Start of DOCUMENT SECTION

Usage: fastq_nodup [options] <in_prefix> <out_prefix>

where <in_prefix> and <out_prefix> specify the input and output filename prefixes to use for input files and naming output files. For example:

<in_prefix>.read1.fastq<out_prefix>.read1.fastq <in_prefix>.read2.fastq<out_prefix>.read2.fastq <in_prefix>.single.fastq<out_prefix>.single.fastq

The input files may be gzip format compressed files with the customary .gz suffix at the very end of the filename, which tells fastq_nodup to decompress the files as it reads them. Multiple single files (i.e. .single1.fastq and .single2.fastq suffixes) are also recognized.

fastq_nodup optional parameters [options]:

[-h|--help] [--version] [-v|--verbose] [-z|--gzip] [--prefix=<string>] [--no_prefix] [-l <u>|--index_len=<u>] [-m <u>|--match_len=<u>] [-d <u>|--index_err=<u>] [-e <u>|--match_err=<u>] [--seed=<n>]

-h / --help

Print a guide to valid command line parameters and their correct usage to the terminal, and then exit.

--version

Print the version number of the executing program and then exit.

-v / --verbose

Print additional statistics and diagnostic information about the run.

-z / --gzip

Write output .fastq files compressed in the gzip format, and with filenames suffixed .gz.

--prefix=<string>

Specify the prefix string to add to read identifiers. For example: @<string>:1_68_381

Note, this will replace any existing prefix. By default this is <out_prefix> described above.

--no_prefix

Overrides the default read prefixing behavior and instead preserves the read identifiers exactly as they are in the input fastq file(s).

End of DOCUMENT SECTION
Start of GIVEN INFORMATION

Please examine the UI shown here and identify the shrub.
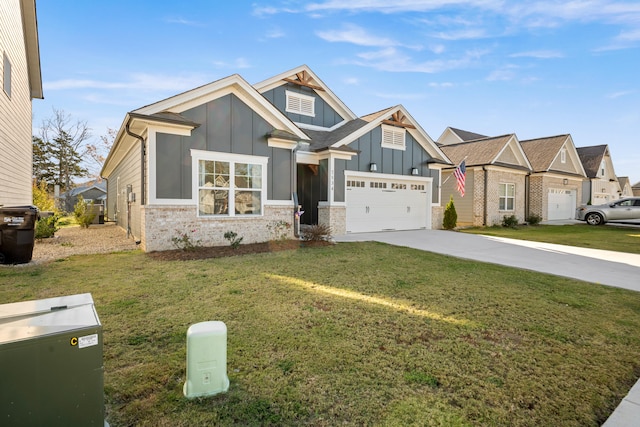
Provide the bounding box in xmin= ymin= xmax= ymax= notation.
xmin=73 ymin=196 xmax=96 ymax=228
xmin=502 ymin=215 xmax=518 ymax=228
xmin=267 ymin=220 xmax=291 ymax=240
xmin=35 ymin=213 xmax=60 ymax=239
xmin=171 ymin=230 xmax=201 ymax=251
xmin=527 ymin=214 xmax=542 ymax=225
xmin=442 ymin=196 xmax=458 ymax=230
xmin=224 ymin=231 xmax=244 ymax=249
xmin=300 ymin=224 xmax=331 ymax=242
xmin=33 ymin=181 xmax=56 ymax=212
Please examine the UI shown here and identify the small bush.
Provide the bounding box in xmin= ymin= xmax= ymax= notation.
xmin=33 ymin=181 xmax=56 ymax=212
xmin=73 ymin=196 xmax=96 ymax=228
xmin=300 ymin=224 xmax=331 ymax=242
xmin=171 ymin=230 xmax=201 ymax=251
xmin=442 ymin=196 xmax=458 ymax=230
xmin=502 ymin=215 xmax=518 ymax=228
xmin=224 ymin=231 xmax=244 ymax=249
xmin=267 ymin=221 xmax=291 ymax=240
xmin=35 ymin=214 xmax=60 ymax=239
xmin=527 ymin=214 xmax=542 ymax=225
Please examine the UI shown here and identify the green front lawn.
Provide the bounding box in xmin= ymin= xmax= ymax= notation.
xmin=0 ymin=243 xmax=640 ymax=427
xmin=460 ymin=224 xmax=640 ymax=254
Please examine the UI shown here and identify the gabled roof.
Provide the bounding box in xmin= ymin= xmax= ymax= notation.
xmin=449 ymin=127 xmax=487 ymax=142
xmin=440 ymin=133 xmax=531 ymax=169
xmin=253 ymin=64 xmax=358 ymax=120
xmin=20 ymin=0 xmax=44 ymax=99
xmin=438 ymin=126 xmax=488 ymax=145
xmin=576 ymin=144 xmax=609 ymax=178
xmin=520 ymin=134 xmax=585 ymax=176
xmin=331 ymin=105 xmax=450 ymax=163
xmin=100 ymin=74 xmax=309 ymax=176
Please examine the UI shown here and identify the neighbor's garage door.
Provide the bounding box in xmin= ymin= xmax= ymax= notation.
xmin=547 ymin=188 xmax=576 ymax=220
xmin=346 ymin=175 xmax=431 ymax=233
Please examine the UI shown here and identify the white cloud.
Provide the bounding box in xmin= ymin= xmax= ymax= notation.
xmin=606 ymin=90 xmax=636 ymax=99
xmin=356 ymin=47 xmax=486 ymax=73
xmin=432 ymin=28 xmax=489 ymax=40
xmin=166 ymin=18 xmax=205 ymax=27
xmin=429 ymin=82 xmax=454 ymax=88
xmin=316 ymin=24 xmax=399 ymax=47
xmin=509 ymin=50 xmax=564 ymax=59
xmin=43 ymin=73 xmax=210 ymax=91
xmin=213 ymin=57 xmax=251 ymax=70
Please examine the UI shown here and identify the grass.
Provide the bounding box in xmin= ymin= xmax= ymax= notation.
xmin=460 ymin=224 xmax=640 ymax=254
xmin=0 ymin=243 xmax=640 ymax=427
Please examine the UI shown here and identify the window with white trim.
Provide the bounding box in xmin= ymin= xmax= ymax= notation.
xmin=2 ymin=53 xmax=11 ymax=98
xmin=197 ymin=153 xmax=267 ymax=217
xmin=380 ymin=125 xmax=406 ymax=150
xmin=498 ymin=184 xmax=516 ymax=211
xmin=285 ymin=90 xmax=316 ymax=117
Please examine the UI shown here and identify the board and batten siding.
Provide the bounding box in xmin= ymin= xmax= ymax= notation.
xmin=155 ymin=94 xmax=293 ymax=203
xmin=106 ymin=142 xmax=144 ymax=239
xmin=0 ymin=0 xmax=33 ymax=206
xmin=344 ymin=126 xmax=439 ymax=203
xmin=262 ymin=83 xmax=344 ymax=128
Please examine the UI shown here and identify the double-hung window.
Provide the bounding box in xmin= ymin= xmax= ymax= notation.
xmin=194 ymin=150 xmax=267 ymax=217
xmin=498 ymin=184 xmax=516 ymax=211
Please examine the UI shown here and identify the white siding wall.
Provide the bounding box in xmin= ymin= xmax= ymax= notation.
xmin=0 ymin=0 xmax=32 ymax=206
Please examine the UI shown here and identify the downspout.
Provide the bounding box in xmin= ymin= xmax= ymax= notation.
xmin=482 ymin=166 xmax=489 ymax=227
xmin=124 ymin=117 xmax=146 ymax=242
xmin=291 ymin=143 xmax=300 ymax=238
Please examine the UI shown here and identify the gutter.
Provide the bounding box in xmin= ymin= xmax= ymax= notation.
xmin=124 ymin=117 xmax=146 ymax=242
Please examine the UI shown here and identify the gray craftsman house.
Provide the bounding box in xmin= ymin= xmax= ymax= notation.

End of GIVEN INFORMATION

# YOUR TASKS:
1 – In the fastq_nodup usage text, what does the -z / --gzip option do?
2 – Copy the stretch of the fastq_nodup usage text from "The input files" through "terminal, and then exit.".

# ANSWERS IN ORDER:
1 – It writes the output .fastq files compressed in gzip format, with filenames suffixed .gz.

2 –
The input files may be gzip format compressed files with the customary .gz suffix at the very end of the filename, which tells fastq_nodup to decompress the files as it reads them. Multiple single files (i.e. .single1.fastq and .single2.fastq suffixes) are also recognized.

fastq_nodup optional parameters [options]:

[-h|--help] [--version] [-v|--verbose] [-z|--gzip] [--prefix=<string>] [--no_prefix] [-l <u>|--index_len=<u>] [-m <u>|--match_len=<u>] [-d <u>|--index_err=<u>] [-e <u>|--match_err=<u>] [--seed=<n>]

-h / --help

Print a guide to valid command line parameters and their correct usage to the terminal, and then exit.